An in-depth investigation is questioning the verdict in the case of a British neonatal nurse who was found guilty of murdering babies in her care.
Lucy Letby, 34, was convicted last year of the murders of seven babies and sentenced to life imprisonment. She failed at an initial attempt to overturn her convictions earlier this year.
But now, a 13,000-word article in the New Yorker by writer Rachel Aviv raises serious questions about her conviction and the lack of evidence pointing to her guilt, while highlighting chronic understaffing in her hospital unit.
The article has been blocked in the United Kingdom due to contempt-of-court rules as Letby faces a retrial in June on a single attempted murder count.
Much of the initial suspicion around Letby's role in the deaths was based on the supposed statistical unlikelihood that she could have been present for all the fatalities but not have played a part.
A month before Letby's 2022 trial, the Royal Statistical Society published a report which looked at the cases of two nurses in The Netherlands and Italy who were wrongly convicted of murder. The link between shift patterns and the deaths was the main piece evidence in the cases.
The society sent the report, which detailed the dangers of drawing causal conclusions from improbable clusters of events, to both Letby's lawyers and the prosecution team.
In the trial of Dutch nurse Lucia de Berk, a criminologist calculated there was a one in 342 million chance the deaths were coincidental. But statisticians looked into the data and found the chances were closer to one in 50. De Berk has since been exonerated and her case is now considered one of the worst miscarriages of justice in Dutch history.
In the case of Letby, colleagues spoke highly of her and she had no red flags in her background.

**Check your understanding:**
1 > Condense the paragraph of the passage about the Lucy Letby conviction that begins "In the trial of Dutch nurse Lucia de Berk" into a short bulleted list that keeps its main facts.
2 > Carry the passage about the Lucy Letby conviction further, picking up after its final sentence.
The listing after this passage comes from a separate, unrelated source.

**Data excerpt:**
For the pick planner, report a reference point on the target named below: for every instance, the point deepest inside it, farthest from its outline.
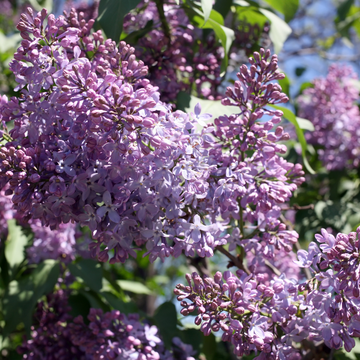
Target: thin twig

**Answers for the tasks:**
1 >
- In Dutch nurse Lucia de Berk's trial, a criminologist put the chance that the deaths were coincidental at one in 342 million.
- Statisticians who examined the data found the odds were closer to one in 50.
- De Berk has since been exonerated.
- Her case is now considered one of the worst miscarriages of justice in Dutch history.

2 >
Because of chronic understaffing, she was often taking on unsafe amounts of work, Aviv uncovered. When a mother gave birth to triplets, each baby was supposed to have its own nurse but Letby was assigned two while also caring for a baby from another family and training a student nurse. One of the triplet's oxygen levels dropped seven hours into her shift and he developed a rash on his chest. Letby called for help but the baby died after two rounds of CPR.
After seeing a newspaper article on a criminal investigation into the spike of deaths at Letby's hospital, retired Welsh pediatrician Dewi Evans offered to help. The information he gave to police on the clinical methods Letby may have used to kill the babies led police to arrest her in July 2018.
In another case, a judge called a medical report written by Evans "worthless" and said: "No court would have accepted a report of this quality." Letby's team called for Evans' evidence to be struck but the request was turned down.
For one baby's death, Evans' determination that it was suspicious came down to how to define projectile vomiting. Letby's team pointed to other incidents that met the same criteria of suspiciousness that happened when she wasn't working. In another case, Evans proposed a baby died of excessive air in her stomach from her nasogastric tube. He then suggested she may have been smothered when it emerged that she might not have had a tube.
Following Letby's arrest, police found a note with the heading "NOT GOOD ENOUGH" in Letby's house. There were several phrases written across the page, including: "Slander Discrimination"; "I'll never have children or marry I'll never know what it's like to have a family"; "WHY ME?"; "I haven't done anything wrong"; "I killed them on purpose because I'm not good enough to care for them"; "I AM EVIL I DID THIS."
Another piece of paper had the note: "I just want life to be as it was. I want to be happy in the job that I loved with a team who I felt a part of. Really, I don't belong anywhere. I'm a problem to those who do know me." On another piece of paper she had written, "I can't do this any more. I want someone to help me but they can't." She also wrote, "We tried our best and it wasn't enough."
Police asked Letby about the "I killed them on purpose" note.
"I didn't kill them on purpose," she said.
Letby said she was being made to feel like she killed the babies on purpose.
"If my practice hadn't been good enough and I was linked with these deaths, then it was my fault."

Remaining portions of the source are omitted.